### WRITTEN EXERCISE
Reproduce the rows below without any change, starting at the row that contains "the form (805,173);" and ending with the last row, both included.

[Object location annotation data]
[start]

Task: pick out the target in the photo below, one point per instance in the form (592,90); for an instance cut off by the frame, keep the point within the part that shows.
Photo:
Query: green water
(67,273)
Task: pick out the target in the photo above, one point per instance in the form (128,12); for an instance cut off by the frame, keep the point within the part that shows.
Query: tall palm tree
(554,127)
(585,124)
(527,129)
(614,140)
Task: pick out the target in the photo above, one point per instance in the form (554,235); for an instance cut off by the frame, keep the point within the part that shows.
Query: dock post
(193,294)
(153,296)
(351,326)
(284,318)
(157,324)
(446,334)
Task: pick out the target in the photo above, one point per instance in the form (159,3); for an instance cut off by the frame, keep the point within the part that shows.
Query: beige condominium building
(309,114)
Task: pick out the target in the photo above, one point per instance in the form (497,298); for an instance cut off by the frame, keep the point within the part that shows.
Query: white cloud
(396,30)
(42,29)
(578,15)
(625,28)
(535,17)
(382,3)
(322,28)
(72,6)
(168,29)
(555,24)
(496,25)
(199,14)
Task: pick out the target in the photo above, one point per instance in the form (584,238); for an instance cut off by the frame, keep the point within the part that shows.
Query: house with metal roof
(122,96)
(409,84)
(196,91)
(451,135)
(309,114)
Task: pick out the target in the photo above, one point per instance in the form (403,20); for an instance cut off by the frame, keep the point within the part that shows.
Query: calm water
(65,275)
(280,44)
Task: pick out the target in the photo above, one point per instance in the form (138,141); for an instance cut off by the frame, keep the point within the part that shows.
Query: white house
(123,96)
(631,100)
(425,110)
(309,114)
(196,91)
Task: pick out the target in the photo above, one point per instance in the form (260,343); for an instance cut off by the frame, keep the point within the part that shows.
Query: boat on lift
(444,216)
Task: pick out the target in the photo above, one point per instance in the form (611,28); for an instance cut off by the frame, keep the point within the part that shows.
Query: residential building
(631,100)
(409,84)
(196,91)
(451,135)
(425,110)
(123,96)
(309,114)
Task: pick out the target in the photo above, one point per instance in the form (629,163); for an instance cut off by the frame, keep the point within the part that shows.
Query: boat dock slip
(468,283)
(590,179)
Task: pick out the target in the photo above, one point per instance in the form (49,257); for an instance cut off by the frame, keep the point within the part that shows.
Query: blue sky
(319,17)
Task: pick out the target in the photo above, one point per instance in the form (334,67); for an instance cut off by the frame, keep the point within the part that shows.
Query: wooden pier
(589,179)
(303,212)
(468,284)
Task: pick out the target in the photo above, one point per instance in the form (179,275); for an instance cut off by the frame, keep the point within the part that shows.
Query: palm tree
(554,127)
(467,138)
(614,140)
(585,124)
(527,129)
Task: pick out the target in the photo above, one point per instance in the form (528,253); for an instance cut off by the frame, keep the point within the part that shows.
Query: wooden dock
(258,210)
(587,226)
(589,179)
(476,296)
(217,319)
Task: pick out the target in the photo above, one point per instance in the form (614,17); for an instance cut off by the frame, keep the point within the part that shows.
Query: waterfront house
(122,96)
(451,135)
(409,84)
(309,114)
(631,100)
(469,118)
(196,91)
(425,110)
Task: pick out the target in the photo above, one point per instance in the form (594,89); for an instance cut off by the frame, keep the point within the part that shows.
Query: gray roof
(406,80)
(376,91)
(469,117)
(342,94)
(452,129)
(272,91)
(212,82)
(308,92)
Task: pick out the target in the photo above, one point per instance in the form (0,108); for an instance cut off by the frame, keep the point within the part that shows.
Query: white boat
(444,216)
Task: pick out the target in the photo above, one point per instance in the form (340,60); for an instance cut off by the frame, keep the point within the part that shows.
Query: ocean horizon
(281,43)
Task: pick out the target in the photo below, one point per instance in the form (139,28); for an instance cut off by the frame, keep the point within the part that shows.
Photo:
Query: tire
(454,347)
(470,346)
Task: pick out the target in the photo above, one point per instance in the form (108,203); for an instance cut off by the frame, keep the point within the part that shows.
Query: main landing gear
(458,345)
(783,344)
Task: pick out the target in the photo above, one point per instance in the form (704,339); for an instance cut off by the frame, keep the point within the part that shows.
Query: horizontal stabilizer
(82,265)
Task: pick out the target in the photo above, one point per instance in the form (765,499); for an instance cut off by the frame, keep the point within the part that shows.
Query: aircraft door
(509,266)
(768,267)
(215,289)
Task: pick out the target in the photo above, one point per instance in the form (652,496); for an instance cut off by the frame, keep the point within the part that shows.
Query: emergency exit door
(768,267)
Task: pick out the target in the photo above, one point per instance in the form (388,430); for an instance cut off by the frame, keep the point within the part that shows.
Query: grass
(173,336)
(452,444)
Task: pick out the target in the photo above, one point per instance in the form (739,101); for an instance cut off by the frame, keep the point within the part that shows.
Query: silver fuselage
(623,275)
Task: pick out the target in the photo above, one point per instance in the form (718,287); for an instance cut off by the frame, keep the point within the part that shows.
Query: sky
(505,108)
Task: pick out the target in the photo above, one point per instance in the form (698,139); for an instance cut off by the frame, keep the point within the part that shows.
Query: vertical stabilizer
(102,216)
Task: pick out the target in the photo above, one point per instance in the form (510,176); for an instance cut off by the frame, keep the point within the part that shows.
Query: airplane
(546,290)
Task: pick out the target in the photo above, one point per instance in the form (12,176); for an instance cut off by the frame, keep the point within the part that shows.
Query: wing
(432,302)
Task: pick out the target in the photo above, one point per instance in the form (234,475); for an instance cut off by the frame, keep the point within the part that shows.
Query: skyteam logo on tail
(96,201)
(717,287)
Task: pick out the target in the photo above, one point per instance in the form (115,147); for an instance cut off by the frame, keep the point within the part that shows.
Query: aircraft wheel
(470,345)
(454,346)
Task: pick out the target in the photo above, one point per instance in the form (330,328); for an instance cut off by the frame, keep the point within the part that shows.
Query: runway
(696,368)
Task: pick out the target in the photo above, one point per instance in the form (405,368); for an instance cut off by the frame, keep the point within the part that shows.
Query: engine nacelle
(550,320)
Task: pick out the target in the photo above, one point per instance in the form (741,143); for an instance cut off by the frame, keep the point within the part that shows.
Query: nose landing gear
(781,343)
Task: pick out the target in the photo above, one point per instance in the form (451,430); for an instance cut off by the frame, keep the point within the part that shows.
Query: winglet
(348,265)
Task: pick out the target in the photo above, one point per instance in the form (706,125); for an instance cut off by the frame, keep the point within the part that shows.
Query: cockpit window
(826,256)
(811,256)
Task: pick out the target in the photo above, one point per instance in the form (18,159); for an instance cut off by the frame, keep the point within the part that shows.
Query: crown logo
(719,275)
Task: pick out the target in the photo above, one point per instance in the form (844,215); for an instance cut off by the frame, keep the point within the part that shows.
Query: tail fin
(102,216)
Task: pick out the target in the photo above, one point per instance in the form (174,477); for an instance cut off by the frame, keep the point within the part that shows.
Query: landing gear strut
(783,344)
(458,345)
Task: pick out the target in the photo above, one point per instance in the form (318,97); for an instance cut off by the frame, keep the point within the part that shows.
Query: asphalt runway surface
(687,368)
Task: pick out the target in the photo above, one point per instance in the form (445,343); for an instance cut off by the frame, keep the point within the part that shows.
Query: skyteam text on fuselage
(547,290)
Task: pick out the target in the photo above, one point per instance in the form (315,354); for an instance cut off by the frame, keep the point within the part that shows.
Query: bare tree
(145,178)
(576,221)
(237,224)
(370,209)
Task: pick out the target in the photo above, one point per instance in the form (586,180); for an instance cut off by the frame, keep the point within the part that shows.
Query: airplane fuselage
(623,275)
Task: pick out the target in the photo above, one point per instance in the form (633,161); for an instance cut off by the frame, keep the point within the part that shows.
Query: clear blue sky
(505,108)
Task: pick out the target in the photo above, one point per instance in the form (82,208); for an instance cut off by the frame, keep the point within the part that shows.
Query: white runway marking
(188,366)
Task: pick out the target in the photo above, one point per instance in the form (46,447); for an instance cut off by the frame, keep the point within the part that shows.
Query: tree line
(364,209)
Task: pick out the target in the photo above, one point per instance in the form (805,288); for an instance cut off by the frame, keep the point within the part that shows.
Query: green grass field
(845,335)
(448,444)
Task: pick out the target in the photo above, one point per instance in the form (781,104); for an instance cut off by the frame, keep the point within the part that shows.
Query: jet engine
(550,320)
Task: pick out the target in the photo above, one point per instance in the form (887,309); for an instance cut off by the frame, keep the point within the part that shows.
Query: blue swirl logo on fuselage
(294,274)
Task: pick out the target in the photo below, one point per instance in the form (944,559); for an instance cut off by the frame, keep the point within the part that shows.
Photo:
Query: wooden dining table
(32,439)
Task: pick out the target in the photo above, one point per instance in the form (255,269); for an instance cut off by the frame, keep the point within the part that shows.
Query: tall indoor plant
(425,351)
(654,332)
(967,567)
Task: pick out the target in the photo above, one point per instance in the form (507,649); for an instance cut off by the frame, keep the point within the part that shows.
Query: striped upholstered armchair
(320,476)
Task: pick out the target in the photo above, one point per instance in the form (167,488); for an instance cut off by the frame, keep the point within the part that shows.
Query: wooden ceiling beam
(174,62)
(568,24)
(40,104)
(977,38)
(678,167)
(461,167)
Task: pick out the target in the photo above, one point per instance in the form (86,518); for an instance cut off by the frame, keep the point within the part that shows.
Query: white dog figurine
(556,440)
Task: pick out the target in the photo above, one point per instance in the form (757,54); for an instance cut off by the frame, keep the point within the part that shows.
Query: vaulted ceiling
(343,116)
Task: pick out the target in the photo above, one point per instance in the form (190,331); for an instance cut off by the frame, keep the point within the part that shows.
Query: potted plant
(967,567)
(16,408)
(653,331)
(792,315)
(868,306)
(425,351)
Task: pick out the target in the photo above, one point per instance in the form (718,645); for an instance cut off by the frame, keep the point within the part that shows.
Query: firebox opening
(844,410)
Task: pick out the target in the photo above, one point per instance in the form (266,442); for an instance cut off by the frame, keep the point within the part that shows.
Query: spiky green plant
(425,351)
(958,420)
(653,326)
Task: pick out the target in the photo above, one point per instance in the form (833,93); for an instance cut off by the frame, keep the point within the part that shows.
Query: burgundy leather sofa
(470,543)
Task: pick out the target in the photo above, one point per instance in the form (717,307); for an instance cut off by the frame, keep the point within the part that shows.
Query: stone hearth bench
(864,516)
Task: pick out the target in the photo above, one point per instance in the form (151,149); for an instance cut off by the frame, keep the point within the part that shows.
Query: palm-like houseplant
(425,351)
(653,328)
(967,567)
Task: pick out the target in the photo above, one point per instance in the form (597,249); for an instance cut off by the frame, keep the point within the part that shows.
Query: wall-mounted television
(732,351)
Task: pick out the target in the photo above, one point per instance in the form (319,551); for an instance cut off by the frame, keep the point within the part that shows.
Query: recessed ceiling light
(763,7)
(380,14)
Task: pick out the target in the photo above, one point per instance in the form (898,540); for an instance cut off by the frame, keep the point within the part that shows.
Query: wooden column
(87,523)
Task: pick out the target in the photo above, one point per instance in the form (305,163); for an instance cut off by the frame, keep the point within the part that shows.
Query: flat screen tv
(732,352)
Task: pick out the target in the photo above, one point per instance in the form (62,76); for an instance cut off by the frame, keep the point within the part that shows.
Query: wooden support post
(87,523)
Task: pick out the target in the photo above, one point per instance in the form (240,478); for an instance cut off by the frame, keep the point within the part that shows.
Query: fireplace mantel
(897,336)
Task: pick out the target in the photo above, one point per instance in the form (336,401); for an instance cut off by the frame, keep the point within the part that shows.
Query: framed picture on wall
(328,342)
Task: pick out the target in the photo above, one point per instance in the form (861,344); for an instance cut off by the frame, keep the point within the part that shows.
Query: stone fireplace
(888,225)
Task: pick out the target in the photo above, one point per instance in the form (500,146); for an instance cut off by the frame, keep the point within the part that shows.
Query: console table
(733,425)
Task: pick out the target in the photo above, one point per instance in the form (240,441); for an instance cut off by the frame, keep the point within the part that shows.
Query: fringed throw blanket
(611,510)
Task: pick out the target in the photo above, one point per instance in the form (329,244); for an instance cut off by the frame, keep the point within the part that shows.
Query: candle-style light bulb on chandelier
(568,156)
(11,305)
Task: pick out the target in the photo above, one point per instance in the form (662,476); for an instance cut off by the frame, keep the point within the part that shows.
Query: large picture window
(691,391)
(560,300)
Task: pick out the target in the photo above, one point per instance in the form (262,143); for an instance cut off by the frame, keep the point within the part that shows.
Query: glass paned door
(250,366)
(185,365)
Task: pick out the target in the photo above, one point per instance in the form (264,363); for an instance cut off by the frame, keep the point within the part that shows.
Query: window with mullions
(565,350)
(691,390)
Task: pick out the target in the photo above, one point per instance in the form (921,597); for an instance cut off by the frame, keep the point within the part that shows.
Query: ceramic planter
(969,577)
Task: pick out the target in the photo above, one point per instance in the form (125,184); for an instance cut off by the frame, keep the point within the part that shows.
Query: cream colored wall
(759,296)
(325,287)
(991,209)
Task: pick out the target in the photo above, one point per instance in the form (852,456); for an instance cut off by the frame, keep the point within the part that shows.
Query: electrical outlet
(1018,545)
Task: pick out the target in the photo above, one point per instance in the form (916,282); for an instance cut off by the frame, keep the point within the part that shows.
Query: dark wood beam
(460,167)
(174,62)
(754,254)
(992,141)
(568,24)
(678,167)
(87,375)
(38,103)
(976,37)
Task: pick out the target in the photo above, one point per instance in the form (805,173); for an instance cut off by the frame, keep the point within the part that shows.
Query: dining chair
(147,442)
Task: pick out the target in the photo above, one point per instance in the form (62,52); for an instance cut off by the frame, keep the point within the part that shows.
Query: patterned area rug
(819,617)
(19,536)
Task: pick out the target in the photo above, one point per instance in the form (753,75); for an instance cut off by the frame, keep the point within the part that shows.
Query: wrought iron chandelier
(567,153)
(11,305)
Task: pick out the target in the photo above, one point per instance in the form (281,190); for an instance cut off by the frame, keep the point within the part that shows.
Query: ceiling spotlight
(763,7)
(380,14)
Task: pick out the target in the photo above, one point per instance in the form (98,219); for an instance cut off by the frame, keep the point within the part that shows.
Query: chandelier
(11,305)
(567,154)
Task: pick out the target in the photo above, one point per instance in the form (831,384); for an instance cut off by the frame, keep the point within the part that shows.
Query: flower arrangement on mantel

[end]

### RESPONSE TO THE EXERCISE
Task: pick out the target in the photo above, one point per instance in the form (805,173); for an instance cut off by the frame, keep the point within the part that shows.
Query: dining chair
(147,442)
Task: pick out the target in the photo above, one point per instance in the form (62,52); for an instance cut off by the frame, keep the point within the part that shows.
Query: patterned area rug
(819,617)
(19,536)
Task: pick out the target in the photo above, one point per instance in the form (753,75); for an instance cut off by the frame, keep the point within the part that shows.
Query: wrought iron chandelier
(567,153)
(11,305)
Task: pick out the target in the photo above, one point per instance in the form (281,190); for an instance cut off by the frame, keep the point within the part that shows.
Query: ceiling spotlight
(763,7)
(380,14)
Task: pick out the target in the photo above, one point per instance in the form (98,219); for an instance cut off by the frame, keep the point within the part that shows.
Query: chandelier
(11,305)
(567,154)
Task: pick out the target in the photo above, one point per instance in the form (831,384); for an instance cut off by the frame, keep the point within the part that shows.
Query: flower arrangement on mantel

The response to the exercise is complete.